▸ **Extrait choisi**
━━━━━━━━━━━━━━━━━━━━
Dimanche 24 mars (day 28) : Pas de communication aujourd'hui.


Samedi 23 mars (day 27) : Dixie tombe à l'eau, Alain va à la pêche au traîneau...

Liaison du 23 mars
(en Néerlandais)

Malgré les énormes difficultés rencontrées, à chaque minute, à chaque heure, on pourrait même dire, à chaque pas, Alain Hubert et Dixie Dansercoer sont en pleine forme. Fatigués certes, éreintés même car ils ne s'attendaient pas à devoir marcher ainsi sur la glace et affronter un tel enfer, mais en parfaite condition physique.
Et ce n'est pas une chute dans les eaux de l'océan Arctique qui les amoindrira ; Dixie cherchait un passage devant une eau libre (il était six heures du soir environ), tâtant de son bâton la glace ci et là. Soudain le sol s'est fracturé projetant à l'eau non seulement l'homme mais également son attelage. Alain avait le choix entre tirer le traîneau (et Dixie en même temps) ou s'occuper plus immédiatement de l'homme ; il a naturellement choisi de tirer d'abord son compagnon hors de l'eau. Lorsqu'il s'est retourné vers le traîneau, ce dernier était déjà parti à la dérive sur une petite rivière encombrée d'énormes blocs de glace. C'est en improvisant une canne à pêche (la pelle avec un bout de corde fixée à une de ses extrémités) qu'Alain a pu, après une demi heure d'efforts, ramener le traîneau vers l'endroit de la chute. Une heure plus tard, les hommes dressaient le camp...

Ce samedi 23 mars fut à nouveau un journée très difficile car le tandem est constamment entouré d'eaux libres qu'il faut négocier avec les dangers que l'on sait. Lorsque ce ne sont pas les chenaux qui les freinent, c'est une vieille neige croûtée (une neige de l'hiver) dans laquelle ils s'enfoncent à chaque pas jusqu'à la mi mollet et au travers de laquelle ils doivent tirer le traîneau.
Huit heures de marche (ils allongent peu à peu le temps de progression, ce qui prouve que le physique n'est pas le moins du monde atteint), -35° C la nuit et dans la tente, léger vent du Nord (premier vent du Nord depuis le début de l'expédition), grosse fatigue, superbes lumières boréales...
━━━━━━━━━━━━━━━━━━━━
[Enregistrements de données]
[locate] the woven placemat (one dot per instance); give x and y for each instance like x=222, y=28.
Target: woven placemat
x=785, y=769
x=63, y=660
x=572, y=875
━━━━━━━━━━━━━━━━━━━━
▸ **Énoncé**
Écrivez la suite du journal de l'expédition d'Alain Hubert et Dixie Dansercoer sur la banquise arctique, en partant de sa dernière phrase. Les données n'interviennent en rien ici.

▸ **Réponse**
22 mars 2002 : Journée mondiale de l'eau
Quelques sites pour mieux découvrir le problème de l'eau dans le monde

En Français
http://www.unicef.be
http://www.worldwaterday.org/2001/lgfr/
http://www.unesco.org/water/water_celebrations/
http://www.france.diplomatie.fr/cooperation/Breves/eau.htm
http://www.unic-tunis.intl.tn/eau.htm
http://www.fao.org/Nouvelle/1999/990306-f.htm
http://www.education.unesco.org/op/fre/unescopresse/97-43f.htm
http://mrw.wallonie.be/dgrne/education/eau/jme-2000/
http://www.who.int/home-page/index.fr.shtml

En Anglais
http://www.unesco.org/water/water_celebrations/
http://www.unesco.org/water/wwap/index.shtml
http://www.worldwaterday.org/
http://waterday2002.iaea.org/English/
http://www.irc.nl/products/advocacy/wwd/
http://www.unep.org/Documents/Default.asp?DocumentID=193&ArticleID=2801
http://www.who.int/multimedia/wwd2001/
http://www.emro.who.int/wwd/
http://www.sdnbd.org/sdi/international_day/water_day/main.htm


Vendredi 22 mars (day 26) : La peur de leur vie...

Sat du 22 mars

A force de faire l'ours... Zoom derechef sur les ours donc. Cette fois, ce n'était plus de la rigolade comme on dit. Le 6 mars dernier, un ours s'était approché à une vingtaine de mètres du tandem Hubert-Dansercoer.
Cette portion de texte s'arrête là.